++++ Extracted material

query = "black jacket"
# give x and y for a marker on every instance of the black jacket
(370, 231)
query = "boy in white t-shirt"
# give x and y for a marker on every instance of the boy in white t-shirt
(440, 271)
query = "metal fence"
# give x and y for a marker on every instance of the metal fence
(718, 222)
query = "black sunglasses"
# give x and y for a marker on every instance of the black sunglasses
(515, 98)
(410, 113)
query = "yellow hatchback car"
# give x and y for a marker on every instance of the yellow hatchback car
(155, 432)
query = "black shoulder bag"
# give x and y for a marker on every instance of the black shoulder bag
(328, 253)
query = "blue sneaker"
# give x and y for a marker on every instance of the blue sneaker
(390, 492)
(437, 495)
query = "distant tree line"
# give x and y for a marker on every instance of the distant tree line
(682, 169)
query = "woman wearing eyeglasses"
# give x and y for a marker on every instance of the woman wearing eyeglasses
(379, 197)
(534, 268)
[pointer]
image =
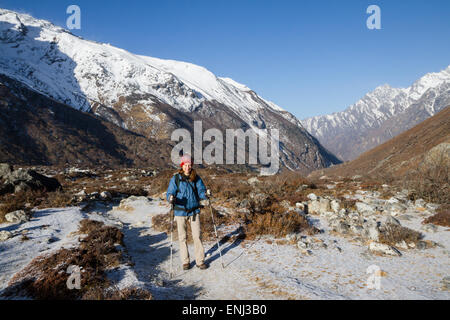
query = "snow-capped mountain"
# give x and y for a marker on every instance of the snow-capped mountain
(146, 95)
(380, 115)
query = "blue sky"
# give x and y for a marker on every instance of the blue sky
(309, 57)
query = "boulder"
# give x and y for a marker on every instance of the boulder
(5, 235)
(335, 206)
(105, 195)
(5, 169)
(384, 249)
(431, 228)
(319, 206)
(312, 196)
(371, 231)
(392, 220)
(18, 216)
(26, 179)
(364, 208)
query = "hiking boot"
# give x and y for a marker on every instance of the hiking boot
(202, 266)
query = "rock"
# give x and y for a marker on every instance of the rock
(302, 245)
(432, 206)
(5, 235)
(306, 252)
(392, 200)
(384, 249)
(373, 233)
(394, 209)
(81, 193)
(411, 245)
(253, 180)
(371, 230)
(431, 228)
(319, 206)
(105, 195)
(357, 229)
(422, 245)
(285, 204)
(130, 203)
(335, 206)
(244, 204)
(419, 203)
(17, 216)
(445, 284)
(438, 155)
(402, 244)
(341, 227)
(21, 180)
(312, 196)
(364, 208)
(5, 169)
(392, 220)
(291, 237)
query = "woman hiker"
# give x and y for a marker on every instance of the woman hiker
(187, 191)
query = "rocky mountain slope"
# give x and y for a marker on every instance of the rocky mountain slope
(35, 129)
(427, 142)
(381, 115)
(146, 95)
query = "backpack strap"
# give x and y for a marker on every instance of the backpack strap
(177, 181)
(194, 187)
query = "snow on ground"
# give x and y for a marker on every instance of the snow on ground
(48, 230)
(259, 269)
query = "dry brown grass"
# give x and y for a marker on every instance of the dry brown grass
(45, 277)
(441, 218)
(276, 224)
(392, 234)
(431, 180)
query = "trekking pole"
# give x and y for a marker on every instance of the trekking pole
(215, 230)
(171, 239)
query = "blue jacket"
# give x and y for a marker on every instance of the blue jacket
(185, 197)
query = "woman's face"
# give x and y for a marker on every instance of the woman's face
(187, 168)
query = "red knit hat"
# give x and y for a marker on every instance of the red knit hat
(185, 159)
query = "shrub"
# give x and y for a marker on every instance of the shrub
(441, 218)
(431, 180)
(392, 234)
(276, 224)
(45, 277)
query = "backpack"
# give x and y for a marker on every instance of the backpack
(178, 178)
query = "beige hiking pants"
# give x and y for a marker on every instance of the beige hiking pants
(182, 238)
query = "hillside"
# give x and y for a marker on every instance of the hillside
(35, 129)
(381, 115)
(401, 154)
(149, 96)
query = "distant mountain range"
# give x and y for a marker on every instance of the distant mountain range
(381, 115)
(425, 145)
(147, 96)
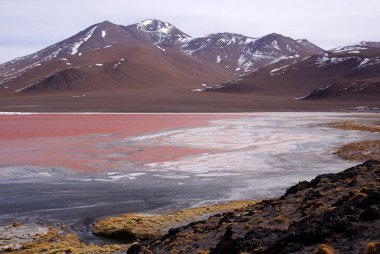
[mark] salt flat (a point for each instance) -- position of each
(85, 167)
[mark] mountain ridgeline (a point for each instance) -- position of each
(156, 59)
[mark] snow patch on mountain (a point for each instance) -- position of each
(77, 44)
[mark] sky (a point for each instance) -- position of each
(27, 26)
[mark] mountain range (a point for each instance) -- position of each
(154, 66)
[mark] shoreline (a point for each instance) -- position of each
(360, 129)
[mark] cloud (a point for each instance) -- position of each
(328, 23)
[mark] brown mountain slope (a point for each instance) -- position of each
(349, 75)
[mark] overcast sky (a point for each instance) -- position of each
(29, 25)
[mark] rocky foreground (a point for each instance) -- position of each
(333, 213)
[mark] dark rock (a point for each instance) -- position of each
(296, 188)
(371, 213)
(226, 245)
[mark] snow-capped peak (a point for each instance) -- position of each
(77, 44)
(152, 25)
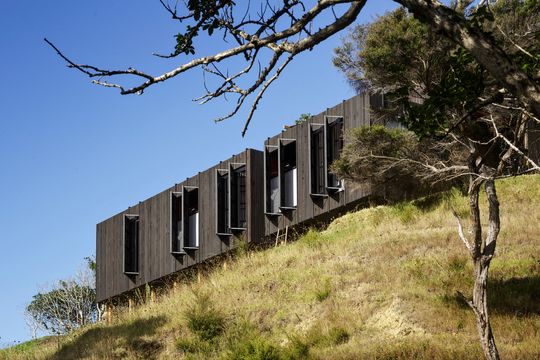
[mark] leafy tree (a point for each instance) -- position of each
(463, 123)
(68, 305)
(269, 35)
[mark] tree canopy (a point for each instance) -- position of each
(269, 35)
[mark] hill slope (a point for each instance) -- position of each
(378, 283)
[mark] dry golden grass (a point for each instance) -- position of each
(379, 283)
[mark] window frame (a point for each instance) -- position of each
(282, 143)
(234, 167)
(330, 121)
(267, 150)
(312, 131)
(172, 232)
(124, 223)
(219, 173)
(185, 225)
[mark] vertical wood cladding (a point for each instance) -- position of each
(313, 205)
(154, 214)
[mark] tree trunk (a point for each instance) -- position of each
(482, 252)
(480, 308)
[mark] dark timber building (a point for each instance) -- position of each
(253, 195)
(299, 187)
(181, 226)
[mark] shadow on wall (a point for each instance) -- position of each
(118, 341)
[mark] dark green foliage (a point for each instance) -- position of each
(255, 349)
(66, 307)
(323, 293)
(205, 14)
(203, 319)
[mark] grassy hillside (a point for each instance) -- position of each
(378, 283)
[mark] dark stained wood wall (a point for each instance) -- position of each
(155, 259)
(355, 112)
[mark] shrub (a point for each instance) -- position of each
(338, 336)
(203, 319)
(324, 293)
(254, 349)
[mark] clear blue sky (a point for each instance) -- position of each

++++++++

▸ **Your objective**: Give the lines exactly as they stand, from the line with "[mark] vertical wood" through the end of the material.

▸ **Response**:
[mark] vertical wood cladding (a point for each instance) -- position of each
(313, 205)
(154, 214)
[mark] tree trunk (a point for each instance) -- position of each
(482, 252)
(480, 308)
[mark] dark timber building (a point for each instance) -- position of each
(253, 195)
(299, 187)
(181, 226)
[mark] shadow on wall (a point for each instance) -- position of each
(118, 341)
[mark] dark green foliage (a point for each instance) -- position of each
(255, 349)
(66, 307)
(323, 293)
(205, 14)
(203, 319)
[mark] grassy hillside (a point for each instance) -- position of each
(378, 283)
[mark] dark stained wood wall (a point for each instance) -- position of each
(155, 259)
(355, 112)
[mark] shrub (a point for each instance) -- position of each
(338, 336)
(203, 319)
(324, 293)
(254, 349)
[mark] clear blue sky (a point for each instance) -- position of each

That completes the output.